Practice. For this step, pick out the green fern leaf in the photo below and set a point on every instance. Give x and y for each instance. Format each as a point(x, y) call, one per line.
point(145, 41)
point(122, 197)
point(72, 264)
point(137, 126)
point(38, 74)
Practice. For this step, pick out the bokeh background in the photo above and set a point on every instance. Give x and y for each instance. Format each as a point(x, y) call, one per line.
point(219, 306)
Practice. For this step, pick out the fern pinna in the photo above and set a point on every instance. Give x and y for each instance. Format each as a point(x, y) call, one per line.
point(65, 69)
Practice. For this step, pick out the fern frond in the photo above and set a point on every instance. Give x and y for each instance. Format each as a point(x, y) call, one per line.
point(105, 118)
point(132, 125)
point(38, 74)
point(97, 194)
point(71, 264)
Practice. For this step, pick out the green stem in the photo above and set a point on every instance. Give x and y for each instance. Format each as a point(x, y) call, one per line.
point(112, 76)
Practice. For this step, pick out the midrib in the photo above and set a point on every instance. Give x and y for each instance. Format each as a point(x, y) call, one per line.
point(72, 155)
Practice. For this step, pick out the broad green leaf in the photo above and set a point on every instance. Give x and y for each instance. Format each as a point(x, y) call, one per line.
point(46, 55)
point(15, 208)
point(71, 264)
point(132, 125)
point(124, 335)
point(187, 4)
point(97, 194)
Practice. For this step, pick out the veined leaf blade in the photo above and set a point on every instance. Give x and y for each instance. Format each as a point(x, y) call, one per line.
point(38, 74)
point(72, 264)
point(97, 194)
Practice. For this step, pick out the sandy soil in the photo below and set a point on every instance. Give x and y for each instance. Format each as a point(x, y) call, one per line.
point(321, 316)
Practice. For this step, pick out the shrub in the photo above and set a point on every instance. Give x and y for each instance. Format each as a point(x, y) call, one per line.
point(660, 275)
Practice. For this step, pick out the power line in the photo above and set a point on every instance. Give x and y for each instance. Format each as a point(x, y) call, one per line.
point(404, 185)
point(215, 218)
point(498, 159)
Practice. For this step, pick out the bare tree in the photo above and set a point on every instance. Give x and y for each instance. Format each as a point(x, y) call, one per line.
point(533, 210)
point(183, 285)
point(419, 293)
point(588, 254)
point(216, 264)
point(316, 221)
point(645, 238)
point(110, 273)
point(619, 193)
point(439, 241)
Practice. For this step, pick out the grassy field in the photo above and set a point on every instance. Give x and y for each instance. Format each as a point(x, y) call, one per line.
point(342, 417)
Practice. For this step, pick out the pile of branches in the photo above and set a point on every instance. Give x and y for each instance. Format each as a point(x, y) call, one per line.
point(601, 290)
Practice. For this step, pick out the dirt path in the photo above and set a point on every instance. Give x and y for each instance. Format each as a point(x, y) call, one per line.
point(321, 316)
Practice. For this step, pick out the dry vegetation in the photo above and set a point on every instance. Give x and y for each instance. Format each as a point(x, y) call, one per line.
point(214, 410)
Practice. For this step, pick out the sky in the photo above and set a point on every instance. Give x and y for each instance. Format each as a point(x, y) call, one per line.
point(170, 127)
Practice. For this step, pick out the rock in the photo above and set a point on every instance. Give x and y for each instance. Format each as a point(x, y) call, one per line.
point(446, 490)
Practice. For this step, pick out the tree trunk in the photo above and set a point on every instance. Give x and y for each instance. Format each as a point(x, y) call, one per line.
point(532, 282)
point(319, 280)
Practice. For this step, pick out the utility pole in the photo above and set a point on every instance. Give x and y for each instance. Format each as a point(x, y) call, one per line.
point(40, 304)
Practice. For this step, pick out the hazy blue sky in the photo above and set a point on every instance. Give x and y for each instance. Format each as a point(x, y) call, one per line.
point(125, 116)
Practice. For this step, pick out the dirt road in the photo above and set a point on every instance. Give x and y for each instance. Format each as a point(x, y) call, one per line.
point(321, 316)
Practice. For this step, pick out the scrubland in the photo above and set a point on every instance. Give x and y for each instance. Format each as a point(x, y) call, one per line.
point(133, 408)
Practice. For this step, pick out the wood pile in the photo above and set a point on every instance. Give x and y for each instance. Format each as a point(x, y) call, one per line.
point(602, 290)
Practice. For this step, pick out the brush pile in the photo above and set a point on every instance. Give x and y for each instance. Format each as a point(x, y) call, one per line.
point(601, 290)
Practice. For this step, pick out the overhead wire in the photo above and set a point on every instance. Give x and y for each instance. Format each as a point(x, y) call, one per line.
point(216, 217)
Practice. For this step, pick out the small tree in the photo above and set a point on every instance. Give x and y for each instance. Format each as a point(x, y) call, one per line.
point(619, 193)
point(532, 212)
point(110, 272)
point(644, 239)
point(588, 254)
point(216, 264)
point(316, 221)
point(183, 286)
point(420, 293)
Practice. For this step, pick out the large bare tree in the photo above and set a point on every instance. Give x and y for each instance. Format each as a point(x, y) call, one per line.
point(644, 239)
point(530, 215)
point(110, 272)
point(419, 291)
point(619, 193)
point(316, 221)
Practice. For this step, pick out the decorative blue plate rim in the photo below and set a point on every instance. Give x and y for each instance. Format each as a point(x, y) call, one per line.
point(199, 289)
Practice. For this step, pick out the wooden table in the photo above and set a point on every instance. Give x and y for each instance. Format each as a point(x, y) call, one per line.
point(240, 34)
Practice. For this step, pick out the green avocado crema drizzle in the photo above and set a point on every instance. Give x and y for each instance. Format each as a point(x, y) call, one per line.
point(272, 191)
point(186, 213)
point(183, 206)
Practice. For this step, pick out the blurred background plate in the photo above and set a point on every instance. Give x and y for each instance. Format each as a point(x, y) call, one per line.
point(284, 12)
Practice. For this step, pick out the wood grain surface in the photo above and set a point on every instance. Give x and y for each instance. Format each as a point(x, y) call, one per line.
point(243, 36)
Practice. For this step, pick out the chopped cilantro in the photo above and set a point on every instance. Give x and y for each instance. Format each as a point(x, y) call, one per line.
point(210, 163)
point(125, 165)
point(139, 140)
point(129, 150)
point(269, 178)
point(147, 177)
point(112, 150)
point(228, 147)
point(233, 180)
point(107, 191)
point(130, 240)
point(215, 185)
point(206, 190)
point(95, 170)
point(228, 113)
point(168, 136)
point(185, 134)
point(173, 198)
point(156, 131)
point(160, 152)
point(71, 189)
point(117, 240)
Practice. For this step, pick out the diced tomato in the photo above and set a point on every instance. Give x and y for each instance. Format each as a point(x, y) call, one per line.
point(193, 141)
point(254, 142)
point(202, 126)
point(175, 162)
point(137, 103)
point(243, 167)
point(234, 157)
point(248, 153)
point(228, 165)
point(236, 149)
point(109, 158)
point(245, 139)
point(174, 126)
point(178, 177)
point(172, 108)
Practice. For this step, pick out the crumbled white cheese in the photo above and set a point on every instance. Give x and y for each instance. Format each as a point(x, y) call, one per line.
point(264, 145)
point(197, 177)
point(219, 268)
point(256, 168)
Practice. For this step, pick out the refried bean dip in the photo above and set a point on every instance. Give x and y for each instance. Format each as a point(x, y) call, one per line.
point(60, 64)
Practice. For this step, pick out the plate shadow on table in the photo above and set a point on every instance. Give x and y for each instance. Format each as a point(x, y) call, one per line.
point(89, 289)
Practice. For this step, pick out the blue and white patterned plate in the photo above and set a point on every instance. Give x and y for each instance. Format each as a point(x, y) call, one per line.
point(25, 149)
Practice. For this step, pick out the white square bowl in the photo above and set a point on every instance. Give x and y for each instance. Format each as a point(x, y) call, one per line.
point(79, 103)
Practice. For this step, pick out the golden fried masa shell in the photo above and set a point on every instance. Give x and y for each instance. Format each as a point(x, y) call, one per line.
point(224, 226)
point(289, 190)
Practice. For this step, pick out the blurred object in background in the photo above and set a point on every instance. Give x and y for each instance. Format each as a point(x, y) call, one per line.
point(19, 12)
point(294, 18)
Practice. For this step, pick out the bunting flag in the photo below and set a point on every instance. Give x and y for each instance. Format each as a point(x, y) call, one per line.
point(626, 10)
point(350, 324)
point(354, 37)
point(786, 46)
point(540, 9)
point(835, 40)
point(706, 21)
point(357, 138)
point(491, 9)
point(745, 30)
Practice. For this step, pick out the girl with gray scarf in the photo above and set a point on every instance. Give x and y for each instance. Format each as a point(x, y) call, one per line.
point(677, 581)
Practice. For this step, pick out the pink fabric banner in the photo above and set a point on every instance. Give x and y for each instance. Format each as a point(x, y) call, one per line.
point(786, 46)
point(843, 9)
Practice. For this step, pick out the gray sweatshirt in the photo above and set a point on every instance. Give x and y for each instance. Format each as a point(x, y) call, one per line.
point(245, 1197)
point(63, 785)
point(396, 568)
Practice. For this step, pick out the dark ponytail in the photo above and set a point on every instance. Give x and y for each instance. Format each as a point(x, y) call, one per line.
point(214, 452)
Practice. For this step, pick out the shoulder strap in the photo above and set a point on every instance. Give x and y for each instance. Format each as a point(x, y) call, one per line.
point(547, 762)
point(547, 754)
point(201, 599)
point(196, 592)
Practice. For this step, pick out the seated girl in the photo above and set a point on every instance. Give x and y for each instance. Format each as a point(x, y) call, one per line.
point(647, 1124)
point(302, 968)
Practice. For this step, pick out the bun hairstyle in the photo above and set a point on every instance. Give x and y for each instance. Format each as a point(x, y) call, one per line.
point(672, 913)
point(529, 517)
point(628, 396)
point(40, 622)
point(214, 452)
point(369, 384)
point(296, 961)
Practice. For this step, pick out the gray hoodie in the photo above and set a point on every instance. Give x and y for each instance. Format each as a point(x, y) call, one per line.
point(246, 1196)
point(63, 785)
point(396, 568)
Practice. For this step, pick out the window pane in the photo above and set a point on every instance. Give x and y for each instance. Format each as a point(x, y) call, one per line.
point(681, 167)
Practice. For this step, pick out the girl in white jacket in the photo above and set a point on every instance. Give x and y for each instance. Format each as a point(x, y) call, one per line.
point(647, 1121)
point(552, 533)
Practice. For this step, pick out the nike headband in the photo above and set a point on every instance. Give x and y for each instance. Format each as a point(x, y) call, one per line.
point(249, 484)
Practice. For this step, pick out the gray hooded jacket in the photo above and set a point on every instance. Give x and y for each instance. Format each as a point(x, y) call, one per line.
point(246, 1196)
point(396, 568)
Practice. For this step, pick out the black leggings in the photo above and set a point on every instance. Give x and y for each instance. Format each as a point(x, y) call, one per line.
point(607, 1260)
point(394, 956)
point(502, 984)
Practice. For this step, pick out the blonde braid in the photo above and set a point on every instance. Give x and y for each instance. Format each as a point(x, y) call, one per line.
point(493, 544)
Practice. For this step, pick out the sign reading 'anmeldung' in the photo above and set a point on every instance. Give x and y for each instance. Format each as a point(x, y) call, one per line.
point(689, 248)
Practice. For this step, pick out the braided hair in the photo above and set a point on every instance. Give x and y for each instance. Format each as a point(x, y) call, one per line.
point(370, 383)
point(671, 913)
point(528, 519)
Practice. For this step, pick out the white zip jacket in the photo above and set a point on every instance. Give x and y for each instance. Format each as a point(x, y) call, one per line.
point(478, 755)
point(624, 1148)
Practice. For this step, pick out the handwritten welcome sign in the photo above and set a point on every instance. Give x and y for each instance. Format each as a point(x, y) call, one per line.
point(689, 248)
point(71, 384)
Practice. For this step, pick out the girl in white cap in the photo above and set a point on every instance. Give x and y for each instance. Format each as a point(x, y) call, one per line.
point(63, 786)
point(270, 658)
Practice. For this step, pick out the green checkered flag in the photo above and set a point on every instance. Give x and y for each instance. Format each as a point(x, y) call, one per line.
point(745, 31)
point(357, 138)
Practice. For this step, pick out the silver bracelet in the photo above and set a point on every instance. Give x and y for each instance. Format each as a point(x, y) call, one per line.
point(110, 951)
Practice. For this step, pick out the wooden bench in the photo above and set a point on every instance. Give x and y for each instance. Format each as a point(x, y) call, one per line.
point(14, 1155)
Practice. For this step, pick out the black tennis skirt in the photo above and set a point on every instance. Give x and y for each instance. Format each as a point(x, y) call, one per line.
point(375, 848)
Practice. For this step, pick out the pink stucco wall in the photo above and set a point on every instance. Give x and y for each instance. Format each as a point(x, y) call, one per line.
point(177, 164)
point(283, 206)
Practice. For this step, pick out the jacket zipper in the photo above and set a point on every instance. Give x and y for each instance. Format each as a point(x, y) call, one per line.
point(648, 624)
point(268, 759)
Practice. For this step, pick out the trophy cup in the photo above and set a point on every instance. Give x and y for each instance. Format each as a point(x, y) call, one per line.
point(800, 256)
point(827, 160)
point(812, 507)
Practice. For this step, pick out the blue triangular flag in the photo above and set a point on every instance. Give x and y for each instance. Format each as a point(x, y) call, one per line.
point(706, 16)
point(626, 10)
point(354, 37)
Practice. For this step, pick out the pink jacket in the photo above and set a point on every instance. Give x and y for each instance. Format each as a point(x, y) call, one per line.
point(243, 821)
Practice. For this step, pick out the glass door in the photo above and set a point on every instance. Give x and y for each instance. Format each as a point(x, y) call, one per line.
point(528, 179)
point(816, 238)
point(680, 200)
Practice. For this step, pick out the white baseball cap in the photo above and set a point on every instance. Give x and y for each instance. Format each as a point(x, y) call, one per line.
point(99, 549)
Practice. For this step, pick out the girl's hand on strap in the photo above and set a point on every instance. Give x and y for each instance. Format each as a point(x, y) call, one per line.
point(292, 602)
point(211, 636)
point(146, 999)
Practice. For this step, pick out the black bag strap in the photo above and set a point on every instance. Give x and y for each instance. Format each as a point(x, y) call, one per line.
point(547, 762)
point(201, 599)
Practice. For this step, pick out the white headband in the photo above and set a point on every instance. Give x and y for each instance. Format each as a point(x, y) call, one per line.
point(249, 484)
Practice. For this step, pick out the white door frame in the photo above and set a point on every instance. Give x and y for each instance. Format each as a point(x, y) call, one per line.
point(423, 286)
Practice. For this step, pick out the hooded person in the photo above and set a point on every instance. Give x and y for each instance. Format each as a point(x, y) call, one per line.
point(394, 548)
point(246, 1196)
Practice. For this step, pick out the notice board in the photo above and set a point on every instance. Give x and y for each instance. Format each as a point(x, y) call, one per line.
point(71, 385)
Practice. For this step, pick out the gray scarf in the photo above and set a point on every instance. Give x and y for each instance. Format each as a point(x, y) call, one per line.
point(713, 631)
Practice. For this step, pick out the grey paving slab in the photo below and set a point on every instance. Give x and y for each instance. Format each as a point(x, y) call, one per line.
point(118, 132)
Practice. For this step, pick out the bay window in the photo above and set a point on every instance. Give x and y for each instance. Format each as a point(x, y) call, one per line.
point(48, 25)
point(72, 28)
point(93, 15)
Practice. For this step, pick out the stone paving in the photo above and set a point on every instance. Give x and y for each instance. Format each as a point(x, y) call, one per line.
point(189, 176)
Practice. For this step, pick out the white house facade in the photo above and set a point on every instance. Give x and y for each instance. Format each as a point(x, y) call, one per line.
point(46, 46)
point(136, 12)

Task brief: Output the lines from the line containing "Practice. For this step, pick out the bay" to the end, both included; add nothing.

Response below:
Practice. For this step, pick out the bay window in the photo above and set a point on every instance. Give x and y for each instance. Format each as a point(x, y) call, one per line.
point(48, 25)
point(72, 28)
point(93, 15)
Practice. For this step, pick out the stone paving in the photo above and set a point on every instance. Give x and y for each instance. Format each as a point(x, y) call, one per line.
point(189, 176)
Practice. For this step, pick out the white house facade in the photo above and set a point on every instance. Give x and y for each instance. Format each as a point(x, y) call, one per line.
point(46, 46)
point(136, 12)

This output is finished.